>> BEGIN Raw data
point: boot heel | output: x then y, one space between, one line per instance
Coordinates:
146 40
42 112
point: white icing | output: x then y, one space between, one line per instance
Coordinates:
>> END Raw data
What you should do :: Each record above should be restated word for word.

Written response ::
point: boot heel | output: x then y, one space between, one line per instance
Coordinates:
146 40
42 112
point: white icing | output: x then y, one space between, one line per instance
Coordinates:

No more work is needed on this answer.